START Records for the exercise
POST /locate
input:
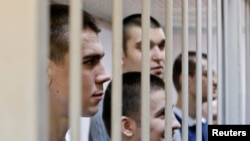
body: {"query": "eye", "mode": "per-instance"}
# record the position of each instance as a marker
(91, 62)
(162, 46)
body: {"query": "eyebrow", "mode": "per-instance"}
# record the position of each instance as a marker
(159, 112)
(93, 55)
(151, 42)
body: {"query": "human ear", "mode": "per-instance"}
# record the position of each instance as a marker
(127, 126)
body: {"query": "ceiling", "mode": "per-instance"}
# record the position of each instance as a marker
(103, 9)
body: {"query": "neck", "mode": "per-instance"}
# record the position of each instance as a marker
(191, 104)
(58, 126)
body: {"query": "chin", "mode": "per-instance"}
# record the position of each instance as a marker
(90, 112)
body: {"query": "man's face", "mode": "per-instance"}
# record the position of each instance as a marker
(132, 60)
(93, 75)
(204, 82)
(157, 116)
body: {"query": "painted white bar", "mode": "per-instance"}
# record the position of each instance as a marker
(225, 62)
(168, 68)
(42, 34)
(185, 70)
(209, 61)
(75, 68)
(23, 70)
(145, 89)
(247, 32)
(232, 64)
(219, 62)
(198, 69)
(242, 63)
(117, 70)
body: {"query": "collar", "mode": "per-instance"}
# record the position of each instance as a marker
(191, 121)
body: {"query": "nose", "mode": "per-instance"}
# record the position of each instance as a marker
(103, 75)
(175, 123)
(157, 54)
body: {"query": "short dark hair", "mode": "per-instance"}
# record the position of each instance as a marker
(135, 20)
(177, 67)
(131, 97)
(59, 30)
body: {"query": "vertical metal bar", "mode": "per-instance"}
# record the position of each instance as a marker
(242, 63)
(225, 76)
(75, 68)
(145, 89)
(219, 62)
(198, 69)
(168, 64)
(232, 64)
(43, 42)
(185, 69)
(117, 71)
(209, 60)
(247, 31)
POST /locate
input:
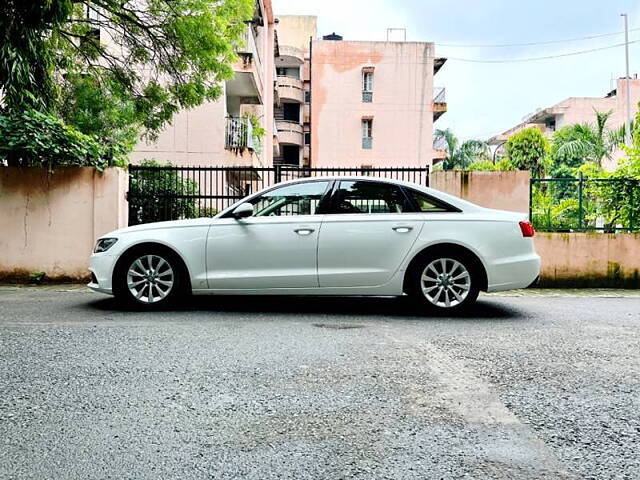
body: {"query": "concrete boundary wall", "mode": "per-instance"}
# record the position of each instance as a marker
(502, 190)
(589, 259)
(49, 220)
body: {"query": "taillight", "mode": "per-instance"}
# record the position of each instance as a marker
(527, 229)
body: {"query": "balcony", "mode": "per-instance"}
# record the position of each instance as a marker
(439, 103)
(276, 140)
(306, 113)
(290, 88)
(248, 79)
(290, 133)
(439, 148)
(438, 64)
(239, 134)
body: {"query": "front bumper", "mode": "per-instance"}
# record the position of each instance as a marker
(101, 267)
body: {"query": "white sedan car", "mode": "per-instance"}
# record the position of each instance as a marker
(324, 236)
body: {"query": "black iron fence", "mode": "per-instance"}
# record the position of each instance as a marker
(584, 204)
(172, 193)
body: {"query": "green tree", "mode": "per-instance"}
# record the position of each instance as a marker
(461, 155)
(41, 139)
(575, 144)
(110, 67)
(527, 150)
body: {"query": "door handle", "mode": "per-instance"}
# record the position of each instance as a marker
(402, 228)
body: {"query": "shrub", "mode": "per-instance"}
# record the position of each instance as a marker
(528, 150)
(33, 138)
(158, 194)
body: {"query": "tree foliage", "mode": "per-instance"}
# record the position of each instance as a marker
(461, 155)
(40, 139)
(575, 144)
(527, 150)
(115, 68)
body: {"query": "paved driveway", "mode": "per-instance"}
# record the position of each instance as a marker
(528, 387)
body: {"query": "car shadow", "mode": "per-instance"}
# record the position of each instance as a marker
(351, 306)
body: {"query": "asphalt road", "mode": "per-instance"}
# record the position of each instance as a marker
(526, 387)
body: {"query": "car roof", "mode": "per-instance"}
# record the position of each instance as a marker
(451, 199)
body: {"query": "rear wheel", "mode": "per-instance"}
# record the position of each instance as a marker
(149, 278)
(445, 282)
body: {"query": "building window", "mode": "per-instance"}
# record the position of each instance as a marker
(291, 112)
(367, 130)
(367, 85)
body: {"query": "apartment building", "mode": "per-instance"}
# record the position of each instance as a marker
(580, 110)
(293, 71)
(221, 133)
(322, 102)
(366, 103)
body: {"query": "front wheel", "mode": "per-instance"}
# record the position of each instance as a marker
(148, 279)
(445, 283)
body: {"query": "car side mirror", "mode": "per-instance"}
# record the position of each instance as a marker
(243, 210)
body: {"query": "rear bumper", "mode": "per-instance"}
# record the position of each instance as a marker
(514, 273)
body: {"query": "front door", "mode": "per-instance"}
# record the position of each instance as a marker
(274, 248)
(366, 234)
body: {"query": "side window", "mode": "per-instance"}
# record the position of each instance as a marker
(369, 197)
(426, 203)
(296, 199)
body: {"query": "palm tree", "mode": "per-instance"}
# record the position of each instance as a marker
(460, 156)
(591, 142)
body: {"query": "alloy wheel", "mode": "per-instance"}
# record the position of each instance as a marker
(445, 282)
(150, 278)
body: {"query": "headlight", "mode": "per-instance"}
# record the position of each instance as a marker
(104, 244)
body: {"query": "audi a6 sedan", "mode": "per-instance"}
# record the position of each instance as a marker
(324, 236)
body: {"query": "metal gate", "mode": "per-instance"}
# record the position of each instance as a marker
(171, 193)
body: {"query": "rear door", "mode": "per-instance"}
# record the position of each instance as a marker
(276, 247)
(368, 231)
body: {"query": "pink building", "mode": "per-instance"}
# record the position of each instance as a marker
(581, 110)
(221, 133)
(321, 102)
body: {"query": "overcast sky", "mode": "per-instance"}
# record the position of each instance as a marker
(487, 98)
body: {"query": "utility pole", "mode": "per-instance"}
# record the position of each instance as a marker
(627, 132)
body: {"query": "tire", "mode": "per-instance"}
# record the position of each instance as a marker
(148, 278)
(444, 282)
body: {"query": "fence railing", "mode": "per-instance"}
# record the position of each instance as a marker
(585, 204)
(172, 193)
(439, 142)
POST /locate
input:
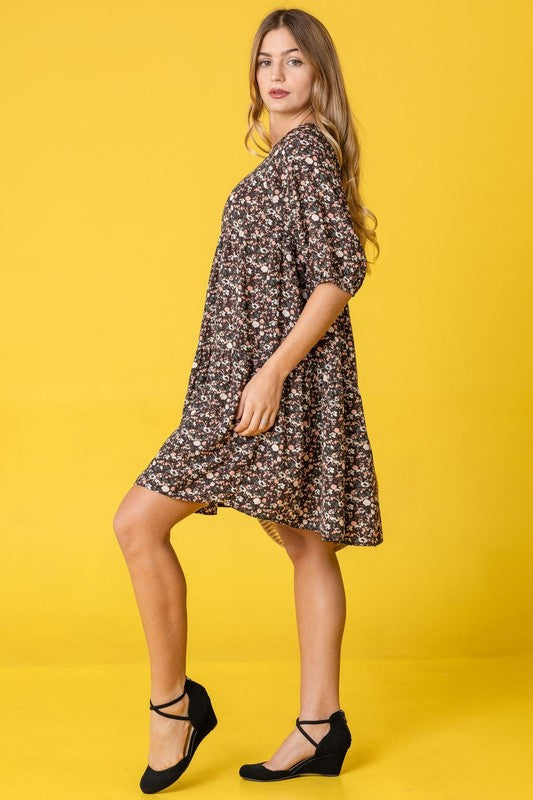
END Records for the exercise
Set down the whole listing exactly as given, except for the pictures.

- [Expected output]
POST /locate
input:
body: {"query": "eye", "mode": "per-instance"}
# record the position of each instance as a marker
(91, 62)
(162, 46)
body: {"query": "eyebrow", "mode": "per-instance"}
# record the position of each instance as a marker
(159, 112)
(93, 55)
(151, 42)
body: {"query": "human ear", "mode": "per-instance"}
# record the position of each instance as a marker
(127, 126)
body: {"query": "ceiling", "mode": "per-instance"}
# record the position of each instance as a marker
(103, 9)
body: {"query": "neck", "mode": "per-instance"}
# record the position of each instance as a marker
(191, 104)
(58, 126)
body: {"query": "chin", "mode": "per-instance"}
# record the position of each instance as a marker
(90, 112)
body: {"query": "man's face", "mode": "per-instance"}
# record the position of each instance as a marker
(132, 60)
(93, 75)
(204, 82)
(157, 116)
body: {"query": "painted white bar", "mode": "per-instance"}
# record the position of each instance as a marker
(225, 62)
(168, 68)
(42, 34)
(185, 70)
(209, 61)
(75, 68)
(23, 70)
(145, 89)
(247, 32)
(232, 64)
(219, 62)
(198, 69)
(242, 63)
(117, 70)
body: {"query": "collar", "mode": "per-instance"}
# record the position of each instance as a marker
(191, 121)
body: {"query": "nose", "mode": "per-instance"}
# record the position of each instance as a marker
(103, 75)
(175, 123)
(157, 54)
body: {"query": "short dark hair", "mode": "per-instance"}
# record the position of each instance as a marker
(135, 20)
(177, 67)
(131, 97)
(59, 30)
body: {"query": "vertical metal bar", "mode": "per-instance"}
# record the position of each instance as a marker
(242, 63)
(225, 76)
(75, 68)
(145, 89)
(219, 62)
(198, 69)
(168, 64)
(232, 64)
(43, 42)
(185, 69)
(117, 71)
(209, 60)
(247, 31)
POST /locate
input:
body: {"query": "concrete boundary wall", "mode": "per-instance"}
# record the position of each instance as a marker
(502, 190)
(589, 259)
(49, 220)
body: {"query": "taillight", "mode": "per-instance"}
# record the position of each instance as a marker
(527, 229)
body: {"query": "balcony", "mode": "per-instance"}
# record the position of each instance as a marker
(439, 103)
(276, 140)
(306, 113)
(290, 88)
(248, 79)
(290, 133)
(439, 148)
(438, 64)
(239, 134)
body: {"query": "front bumper", "mode": "per-instance"}
# record the position of each instance as a marker
(101, 267)
body: {"query": "white sedan car", "mode": "per-instance"}
# record the position of each instance as a marker
(324, 236)
body: {"query": "black iron fence", "mode": "per-instance"}
# record the position of each instance as a marker
(584, 204)
(172, 193)
body: {"query": "green tree", "mode": "per-instance"}
# record the position of each instance as a marker
(461, 155)
(41, 139)
(575, 144)
(110, 67)
(527, 150)
body: {"query": "door handle", "mode": "per-instance"}
# record the position of each instance as a marker
(402, 228)
body: {"query": "shrub", "mode": "per-instance"}
# record the position of each instance as a marker
(528, 150)
(33, 138)
(158, 194)
body: {"query": "tree foliage", "mode": "per-instance"}
# record the position of each instance as a marker
(461, 155)
(40, 139)
(575, 144)
(527, 150)
(115, 68)
body: {"query": "paved driveway", "mode": "per-instance"}
# record the position of each instance as a marker
(528, 387)
body: {"query": "car shadow", "mode": "per-instance"}
# record the position of each instance as a marker
(351, 306)
body: {"query": "asphalt road", "mode": "per-instance"}
# record the position of each instance as a marker
(526, 387)
body: {"query": "car roof", "mode": "per-instance"}
# record the position of each instance as a marker
(451, 199)
body: {"query": "rear wheel", "mode": "per-instance"}
# record the position of each instance as a marker
(149, 278)
(445, 282)
body: {"query": "building window", "mode": "per-instance"}
# record the position of each instance as a marker
(291, 112)
(367, 130)
(367, 85)
body: {"query": "apartment building", "mode": "per-instance"}
# record the position of each instance as a marker
(580, 110)
(293, 71)
(221, 133)
(322, 102)
(366, 103)
body: {"query": "front wheel", "mode": "per-instance"}
# record the position of each instance as a marker
(148, 279)
(445, 283)
body: {"query": "car side mirror", "mode": "per-instance"}
# record the position of each instance as a marker
(243, 210)
body: {"query": "rear bumper", "mode": "per-instance"}
# record the position of each instance as a marker
(514, 273)
body: {"query": "front door", "mode": "per-instance"}
# record the position of each instance as a marker
(274, 248)
(366, 234)
body: {"query": "side window", "mode": "per-instance"}
# record the position of each instance as a marker
(369, 197)
(426, 203)
(296, 199)
body: {"query": "palm tree", "mode": "per-instance"}
# record the position of each instance as a marker
(460, 156)
(591, 142)
body: {"query": "alloy wheel", "mode": "per-instance"}
# record the position of each instance as a marker
(445, 282)
(150, 278)
body: {"query": "headlight", "mode": "per-instance"}
# record the position of each instance as a marker
(104, 244)
body: {"query": "audi a6 sedan", "mode": "per-instance"}
# record the position of each instance as a marker
(324, 236)
body: {"query": "metal gate", "mode": "per-instance"}
# record the position of each instance as a marker
(171, 193)
body: {"query": "rear door", "mode": "per-instance"}
# record the position of each instance as a marker
(276, 247)
(368, 231)
body: {"query": "pink building", "mode": "per-instance"}
# record the position of each instance as a marker
(581, 110)
(221, 133)
(321, 102)
body: {"query": "overcast sky", "mode": "per-instance"}
# record the position of each instance as a marker
(487, 98)
body: {"query": "utility pole", "mode": "per-instance"}
# record the position of each instance as a marker
(627, 132)
body: {"query": "tire", "mode": "per-instance"}
# record the position of each instance as a marker
(148, 278)
(444, 282)
body: {"query": "fence railing", "mode": "per-instance"}
# record the position of each instance as a marker
(585, 204)
(172, 193)
(439, 142)
POST /locate
input:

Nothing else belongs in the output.